1) groom Sonny with a curry brush and then a regular brush to get off the dirt
2) clean his hooves
3) comb his mane and tail
4) brush his back again where the saddle will be
5) put on saddle pad
6) put on saddle and tighten it up (not all the way tight though)
7) get helmet on
8) put bridle on
9) go in arena and then tighten girth


----------



## TurnNBurn17 (Jun 26, 2008)

riding apparel:
the lovely look of tshirt , shorts and boots!! haaha
i cant stand jeans down here but if my trainer comes i wear jeans and of course to rodeos i wear my jeans lol

1. Hike down to get horse (he is always in the back)

§ RECORDS SUPPLIED:
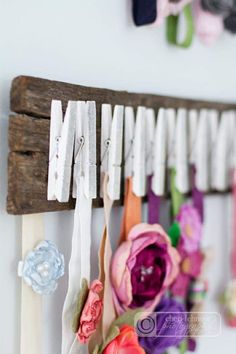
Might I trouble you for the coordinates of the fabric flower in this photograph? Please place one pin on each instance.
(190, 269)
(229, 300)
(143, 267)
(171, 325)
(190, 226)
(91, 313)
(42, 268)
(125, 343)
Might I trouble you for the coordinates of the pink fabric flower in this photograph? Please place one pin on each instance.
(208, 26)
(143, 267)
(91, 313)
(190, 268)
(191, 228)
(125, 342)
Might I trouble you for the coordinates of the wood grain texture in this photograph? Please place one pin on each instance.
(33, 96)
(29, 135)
...
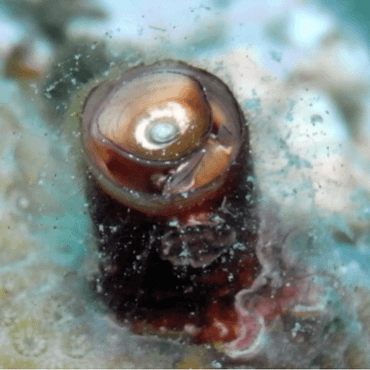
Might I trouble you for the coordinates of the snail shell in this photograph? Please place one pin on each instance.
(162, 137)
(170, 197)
* * *
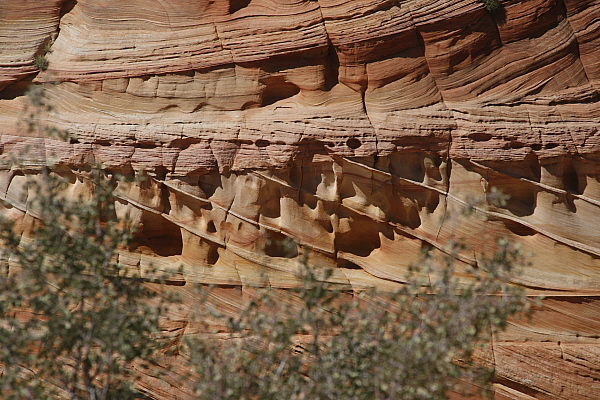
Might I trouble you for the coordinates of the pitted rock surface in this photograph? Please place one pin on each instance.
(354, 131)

§ ACTIONS TO TAKE:
• a. Can you pull out every row above that contains the string "flower"? Case counts.
• b. How would the forum thread on horse care and riding routines go on? Supply the next part, starting after its last line.

§ EXERCISE RESULTS:
• a.
Might I trouble you for the coordinates of the fabric flower in this photograph? Please place one pin on each instance.
Might I trouble you for the coordinates of the pink fabric flower in this photograph? Please place one pin on each instance.

• b.
2. Swing up bareback and ride back up to the barn lol 

3. Tie him to the rail
4. If its summer i usually dont brush him but if its winter i brush him real good so since its summer omit step 4 lol

5. Put saddle pad on
6.Throw saddle on
7. Buckle breast collar and put the cinch up

8.Put on his sport boots
9. Put on his bell boots

10. Put tiedown and noseband on
11. Fight to put the bridle on lol :roll:

12. Tighten cinch
13. Get on and go lol 

AFTER RIDING:
1. Get off at the water trouph by the barn
2. Take bridle off (he wont drink unless its off because if its on he scratches his face lol)
3. Lead him over to the rail by his tiedown and take his tiedown/noseband off (i leave them connected)
4. let him chill with out a halter or anything on (because he doesnt run away all he does is scratch his head lol) while i put his bell and sport boots on the stirrups
5. undo breast collar and cinch.
6. pull off saddle and hang pad on the rail to dry
7. Put saddle away
8. Hose him off
9. i force him to drink and then let him go in the pasture right after i rinse him
10. put pad away
DONE!


----------



## Vidaloco (Sep 14, 2007)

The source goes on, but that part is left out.